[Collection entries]
[Start of section]

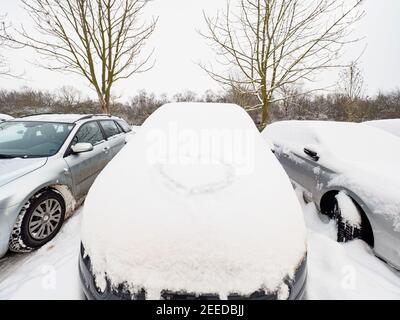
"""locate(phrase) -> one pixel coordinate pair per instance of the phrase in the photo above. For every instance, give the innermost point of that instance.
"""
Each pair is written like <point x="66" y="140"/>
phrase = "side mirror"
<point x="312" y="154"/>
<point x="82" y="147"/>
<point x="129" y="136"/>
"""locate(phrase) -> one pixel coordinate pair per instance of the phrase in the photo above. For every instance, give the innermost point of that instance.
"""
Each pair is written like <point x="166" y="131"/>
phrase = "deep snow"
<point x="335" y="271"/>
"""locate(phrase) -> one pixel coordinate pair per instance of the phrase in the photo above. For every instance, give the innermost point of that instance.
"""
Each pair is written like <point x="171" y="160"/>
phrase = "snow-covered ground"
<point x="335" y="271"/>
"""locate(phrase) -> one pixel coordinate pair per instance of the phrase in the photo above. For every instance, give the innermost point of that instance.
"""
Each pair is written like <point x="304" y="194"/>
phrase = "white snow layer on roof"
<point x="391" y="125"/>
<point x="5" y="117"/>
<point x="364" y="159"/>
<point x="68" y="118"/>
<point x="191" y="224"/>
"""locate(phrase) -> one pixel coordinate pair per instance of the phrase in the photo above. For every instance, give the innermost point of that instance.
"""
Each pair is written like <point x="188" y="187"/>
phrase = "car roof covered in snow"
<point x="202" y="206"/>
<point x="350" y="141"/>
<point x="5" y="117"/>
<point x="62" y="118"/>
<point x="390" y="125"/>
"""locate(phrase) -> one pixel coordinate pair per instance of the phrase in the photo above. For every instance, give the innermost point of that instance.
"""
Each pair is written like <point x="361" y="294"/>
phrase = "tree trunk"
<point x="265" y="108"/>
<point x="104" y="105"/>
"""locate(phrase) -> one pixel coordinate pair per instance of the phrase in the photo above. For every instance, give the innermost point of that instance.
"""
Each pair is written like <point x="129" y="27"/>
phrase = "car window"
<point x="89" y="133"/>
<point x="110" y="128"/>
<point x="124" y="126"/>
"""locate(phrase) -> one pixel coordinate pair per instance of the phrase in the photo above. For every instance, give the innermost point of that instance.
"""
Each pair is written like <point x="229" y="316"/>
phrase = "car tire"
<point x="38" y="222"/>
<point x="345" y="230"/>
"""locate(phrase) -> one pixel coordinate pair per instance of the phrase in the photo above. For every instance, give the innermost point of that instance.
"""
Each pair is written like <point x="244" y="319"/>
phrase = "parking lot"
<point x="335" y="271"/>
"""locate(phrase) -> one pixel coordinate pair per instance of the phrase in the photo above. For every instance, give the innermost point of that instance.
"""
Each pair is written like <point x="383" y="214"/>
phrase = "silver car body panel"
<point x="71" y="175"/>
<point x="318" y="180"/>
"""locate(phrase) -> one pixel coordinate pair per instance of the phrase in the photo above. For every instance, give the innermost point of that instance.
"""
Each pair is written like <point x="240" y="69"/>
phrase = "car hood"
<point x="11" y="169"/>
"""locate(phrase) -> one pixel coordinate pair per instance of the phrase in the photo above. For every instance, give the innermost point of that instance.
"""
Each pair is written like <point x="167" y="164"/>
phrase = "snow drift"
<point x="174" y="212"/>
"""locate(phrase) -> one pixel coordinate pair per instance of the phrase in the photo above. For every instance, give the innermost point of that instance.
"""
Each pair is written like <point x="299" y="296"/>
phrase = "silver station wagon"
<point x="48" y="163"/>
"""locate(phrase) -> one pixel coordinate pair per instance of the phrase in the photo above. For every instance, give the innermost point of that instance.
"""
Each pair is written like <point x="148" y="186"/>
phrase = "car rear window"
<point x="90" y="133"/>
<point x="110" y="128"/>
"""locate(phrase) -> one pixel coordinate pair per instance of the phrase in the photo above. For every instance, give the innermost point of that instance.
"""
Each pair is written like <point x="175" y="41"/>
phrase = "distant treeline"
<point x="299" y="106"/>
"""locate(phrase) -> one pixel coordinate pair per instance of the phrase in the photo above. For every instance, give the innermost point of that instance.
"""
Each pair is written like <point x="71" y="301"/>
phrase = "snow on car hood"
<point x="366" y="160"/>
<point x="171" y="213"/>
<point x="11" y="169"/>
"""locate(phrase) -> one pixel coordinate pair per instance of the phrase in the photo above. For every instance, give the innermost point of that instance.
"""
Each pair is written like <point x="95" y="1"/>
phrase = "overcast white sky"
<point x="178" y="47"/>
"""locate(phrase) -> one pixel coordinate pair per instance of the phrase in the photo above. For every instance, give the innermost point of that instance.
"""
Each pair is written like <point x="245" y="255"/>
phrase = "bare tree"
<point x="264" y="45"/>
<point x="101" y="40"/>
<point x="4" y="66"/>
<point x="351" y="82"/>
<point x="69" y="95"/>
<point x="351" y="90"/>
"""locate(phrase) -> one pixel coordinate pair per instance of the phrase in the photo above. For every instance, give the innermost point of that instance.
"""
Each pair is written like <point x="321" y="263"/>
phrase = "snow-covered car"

[End of section]

▶ EXERCISE DETAILS
The records above are to be copied exactly, with no pictures carried over.

▶ SOLVED EXERCISE
"""locate(phrase) -> one pixel coordinate pair per instance of the phrase in the photo above. For every instance, give the innermost point of that instance.
"""
Each pair is written like <point x="66" y="140"/>
phrase = "side mirror"
<point x="312" y="154"/>
<point x="82" y="147"/>
<point x="129" y="136"/>
"""locate(phrase) -> one pixel coordinate pair per instance of the phrase in the photo above. For every instance, give the innermost point of that instance.
"""
Each pair is written like <point x="166" y="131"/>
phrase = "deep snow"
<point x="335" y="271"/>
"""locate(phrase) -> one pixel coordinate pair per instance of the phrase in the photo above. For every instance, give the innermost point of that instance.
"""
Each pair is written like <point x="171" y="160"/>
phrase = "snow-covered ground"
<point x="335" y="271"/>
"""locate(phrase) -> one pixel coordinate pair per instance of the phrase in the photo above. For every instance, give the innermost point of that instance.
"""
Each pair is written like <point x="304" y="194"/>
phrase = "white snow layer on roof"
<point x="391" y="125"/>
<point x="5" y="117"/>
<point x="364" y="159"/>
<point x="68" y="118"/>
<point x="191" y="224"/>
"""locate(phrase) -> one pixel coordinate pair per instance of the phrase in the photo above. For every instance, give the innermost point of that instance.
"""
Each pair is written like <point x="188" y="187"/>
phrase = "car roof covered in snow"
<point x="202" y="206"/>
<point x="350" y="141"/>
<point x="5" y="117"/>
<point x="62" y="118"/>
<point x="390" y="125"/>
"""locate(phrase) -> one pixel coordinate pair per instance of the phrase in the photo above. For every instance, give the innermost point of that instance.
"""
Each pair is written like <point x="361" y="294"/>
phrase = "tree trunk"
<point x="265" y="108"/>
<point x="104" y="105"/>
"""locate(phrase) -> one pixel coordinate pair per instance of the phrase in the photo above. For every instance, give the innermost point of that instance.
"""
Each pair is written like <point x="129" y="27"/>
phrase = "car window"
<point x="89" y="133"/>
<point x="110" y="128"/>
<point x="124" y="126"/>
"""locate(phrase) -> one pixel coordinate pair per instance of the phrase in the photo above. For every instance, give the innermost point of that instance.
"""
Each pair is written like <point x="229" y="316"/>
phrase = "car tire"
<point x="38" y="222"/>
<point x="345" y="230"/>
"""locate(phrase) -> one pixel coordinate pair per instance of the phrase in the photo above. For every instance, give the innermost point of that instance.
"""
Each pair is written like <point x="244" y="319"/>
phrase = "parking lot"
<point x="335" y="271"/>
"""locate(phrase) -> one pixel coordinate pair per instance of the phrase in the photo above. For every instance, give the innermost point of that instance.
"""
Each pair is written like <point x="383" y="214"/>
phrase = "silver car body panel"
<point x="71" y="175"/>
<point x="318" y="180"/>
"""locate(phrase) -> one pixel coordinate pair per instance of the phrase in the photo above. For every instance, give the innermost point of that instance.
"""
Each pair is written like <point x="240" y="69"/>
phrase = "car hood"
<point x="11" y="169"/>
"""locate(phrase) -> one pixel coordinate pair per instance of the phrase in the photo above. For every instance, give the innermost point of that instance.
"""
Each pair is written like <point x="167" y="164"/>
phrase = "snow drift"
<point x="174" y="212"/>
"""locate(phrase) -> one pixel coordinate pair per instance of the phrase in the photo above. For every instance, give the innermost point of that instance.
"""
Each pair is written like <point x="299" y="296"/>
phrase = "silver station wagon"
<point x="48" y="163"/>
"""locate(phrase) -> one pixel coordinate pair per instance of the phrase in the photo above. For every instance, give the innermost point of that instance.
"""
Each pair is written like <point x="148" y="186"/>
phrase = "car rear window"
<point x="90" y="133"/>
<point x="110" y="128"/>
"""locate(phrase) -> one pixel coordinate pair per instance of the phrase in the photo above. For every instance, give the innermost point of that instance.
"""
Each pair is written like <point x="175" y="41"/>
phrase = "distant treeline"
<point x="299" y="106"/>
"""locate(phrase) -> one pixel coordinate pair per instance of the phrase in the photo above. For every instance, give the innermost point of that instance.
"""
Each pair is written like <point x="71" y="301"/>
phrase = "snow on car hood"
<point x="366" y="160"/>
<point x="171" y="213"/>
<point x="11" y="169"/>
"""locate(phrase) -> one pixel coordinate pair per instance of the phrase in the photo above. For every instance, give the innermost point of that instance.
"""
Each pair is written like <point x="95" y="1"/>
phrase = "overcast white sky"
<point x="178" y="47"/>
"""locate(phrase) -> one pixel coordinate pair per instance of the phrase in the photo above. For every instance, give the innermost point of that instance.
"""
Each pair is written like <point x="245" y="255"/>
phrase = "bare tree"
<point x="264" y="45"/>
<point x="101" y="40"/>
<point x="4" y="66"/>
<point x="351" y="82"/>
<point x="69" y="95"/>
<point x="351" y="90"/>
"""locate(phrase) -> one pixel coordinate pair per instance of the phrase in the photo above. For every instance, give the innermost point of that instance.
"""
Each pair is written like <point x="321" y="263"/>
phrase = "snow-covered car"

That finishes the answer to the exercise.